--- ENTRIES ---

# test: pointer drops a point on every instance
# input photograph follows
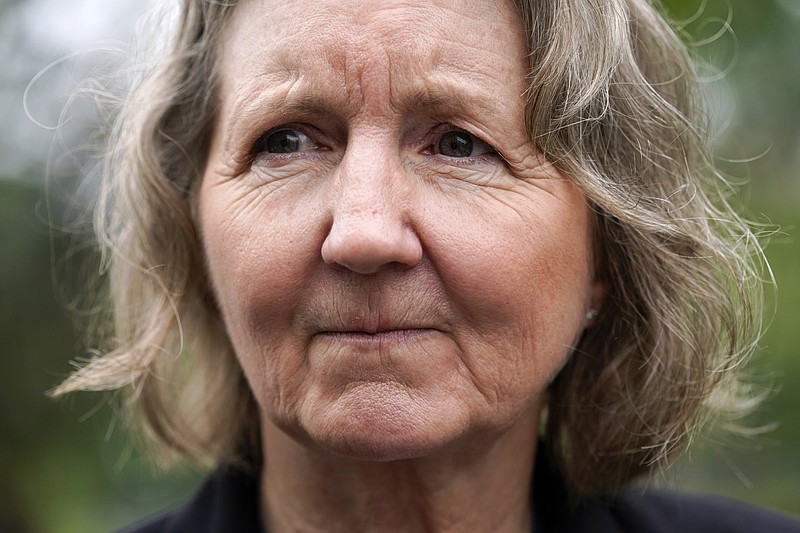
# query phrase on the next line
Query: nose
(372, 216)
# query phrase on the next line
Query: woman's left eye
(460, 144)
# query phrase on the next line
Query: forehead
(361, 50)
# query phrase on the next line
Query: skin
(398, 311)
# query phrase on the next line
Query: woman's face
(396, 266)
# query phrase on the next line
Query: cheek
(522, 283)
(257, 259)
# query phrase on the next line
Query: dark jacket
(228, 502)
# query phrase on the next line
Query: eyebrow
(293, 97)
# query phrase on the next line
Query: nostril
(368, 247)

---

■ **GIVEN TASK**: Rewrite every line of the data above, including each "Query:" line, and move every point by subtracting 25 from both of its coordinates. Omit the pictures.

■ **EXERCISE SOLUTION**:
# test: pointer drops a point on every instance
# input photograph follows
# query phrase on the next line
Query: nose
(347, 191)
# query phrase on the next line
Query: woman's left eye
(435, 119)
# query phrase on the next line
Query: forehead
(336, 25)
# query phrase on the next line
Query: skin
(373, 286)
# query phrase on the next line
Query: woman's face
(371, 241)
# query phrase on the next line
Query: cheek
(497, 258)
(232, 234)
# query phrase on the next line
Query: dark jacket
(203, 477)
# query phrase on the next line
Query: eyebrow
(268, 72)
# query phrase on the next line
Query: nostril
(343, 222)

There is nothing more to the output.